What is required: Convert the lines below into a Markdown table with the columns "Row" and "Line". Number each row and leave out blank lines.

[start Data in this exercise]

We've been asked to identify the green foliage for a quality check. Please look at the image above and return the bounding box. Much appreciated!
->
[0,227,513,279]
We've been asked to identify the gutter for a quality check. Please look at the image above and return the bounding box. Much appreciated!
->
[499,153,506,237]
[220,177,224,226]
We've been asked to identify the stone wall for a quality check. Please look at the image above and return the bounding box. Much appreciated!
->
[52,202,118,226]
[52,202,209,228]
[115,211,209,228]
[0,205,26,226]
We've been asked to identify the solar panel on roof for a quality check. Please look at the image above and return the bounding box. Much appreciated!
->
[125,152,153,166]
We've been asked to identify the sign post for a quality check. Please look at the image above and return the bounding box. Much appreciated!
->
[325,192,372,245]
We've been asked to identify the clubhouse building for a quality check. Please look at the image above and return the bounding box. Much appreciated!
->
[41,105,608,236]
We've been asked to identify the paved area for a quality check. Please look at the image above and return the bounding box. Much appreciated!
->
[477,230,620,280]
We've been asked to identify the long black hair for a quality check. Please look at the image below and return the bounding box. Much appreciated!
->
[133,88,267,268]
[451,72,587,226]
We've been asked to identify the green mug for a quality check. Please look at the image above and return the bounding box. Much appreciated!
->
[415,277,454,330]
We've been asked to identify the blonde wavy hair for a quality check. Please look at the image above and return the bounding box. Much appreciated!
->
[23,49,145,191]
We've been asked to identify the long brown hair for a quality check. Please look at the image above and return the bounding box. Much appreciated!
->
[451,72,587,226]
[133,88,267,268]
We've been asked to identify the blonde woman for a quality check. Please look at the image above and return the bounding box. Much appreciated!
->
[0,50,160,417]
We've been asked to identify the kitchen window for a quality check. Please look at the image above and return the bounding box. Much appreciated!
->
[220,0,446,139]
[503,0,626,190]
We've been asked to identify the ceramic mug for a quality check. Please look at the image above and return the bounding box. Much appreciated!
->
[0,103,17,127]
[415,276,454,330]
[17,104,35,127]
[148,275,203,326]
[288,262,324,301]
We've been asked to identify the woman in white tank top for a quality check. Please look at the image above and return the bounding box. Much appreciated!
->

[end Data in this exercise]

Answer for the task:
| Row | Line |
|---|---|
| 1 | We've been asked to identify the green foliage for a quality check. Please look at the image above and return the bounding box. Much appreciated! |
| 2 | -> |
| 3 | [0,227,513,279] |
| 4 | We've been asked to identify the gutter for a quality check. Please look at the image above and return the bounding box. Much appreciated! |
| 5 | -> |
| 6 | [499,153,506,237] |
| 7 | [220,177,224,226] |
| 8 | We've been asked to identify the stone wall for a quality check. Please look at the image above and return the bounding box. Much appreciated! |
| 9 | -> |
| 10 | [52,202,118,226] |
| 11 | [52,202,209,228] |
| 12 | [115,211,209,228] |
| 13 | [0,205,26,226] |
| 14 | We've been asked to identify the solar panel on roof for a quality check. Please look at the image above and return the bounding box. Much appreciated! |
| 15 | -> |
| 16 | [125,152,153,166] |
| 17 | We've been asked to identify the sign post for a quality check. Please look at the image above and return the bounding box. Much appreciated! |
| 18 | -> |
| 19 | [325,192,372,245] |
| 20 | We've been asked to identify the clubhouse building for a quality check. Please look at the image above and return the bounding box. Much appreciated! |
| 21 | -> |
| 22 | [41,105,608,236] |
| 23 | We've been asked to identify the paved area for a quality check. Please look at the image above and return the bounding box. Much appreciated! |
| 24 | -> |
| 25 | [477,230,620,280] |
| 26 | We've been asked to identify the long black hair for a quality check. Please look at the image below and return the bounding box. Much appreciated! |
| 27 | -> |
| 28 | [133,88,267,268] |
| 29 | [451,72,587,226] |
| 30 | We've been asked to identify the green mug for a quality check. Please look at the image above and return the bounding box. Much appreciated! |
| 31 | -> |
| 32 | [415,277,454,330] |
| 33 | We've been asked to identify the blonde wavy hair for a quality check. Please look at the image above and return the bounding box. Much appreciated! |
| 34 | -> |
| 35 | [23,49,145,191] |
| 36 | We've been asked to identify the long brown hair for a quality check. Please look at the image above and return the bounding box. Much appreciated! |
| 37 | -> |
| 38 | [451,72,587,226] |
| 39 | [133,88,267,268] |
| 40 | We've been asked to identify the blonde woman for a quality check. Please look at the image above and return the bounding box. Much appreciated! |
| 41 | -> |
| 42 | [0,50,160,417] |
| 43 | We've been asked to identify the kitchen window for a quality check. Please look at the image above and return the bounding box. Much appreciated! |
| 44 | -> |
| 45 | [220,0,446,139] |
| 46 | [503,0,626,190] |
| 47 | We've been asked to identify the ceramic mug for a quality check. Please look at the image above and return the bounding box. Much appreciated! |
| 48 | -> |
| 49 | [0,103,17,127] |
| 50 | [415,276,454,330] |
| 51 | [17,104,35,127] |
| 52 | [148,275,203,326] |
| 53 | [288,262,324,301] |
| 54 | We've been asked to identify the woman in white tank top for a quality check. Please look at the image above and return the bounding box. Much appreciated! |
| 55 | -> |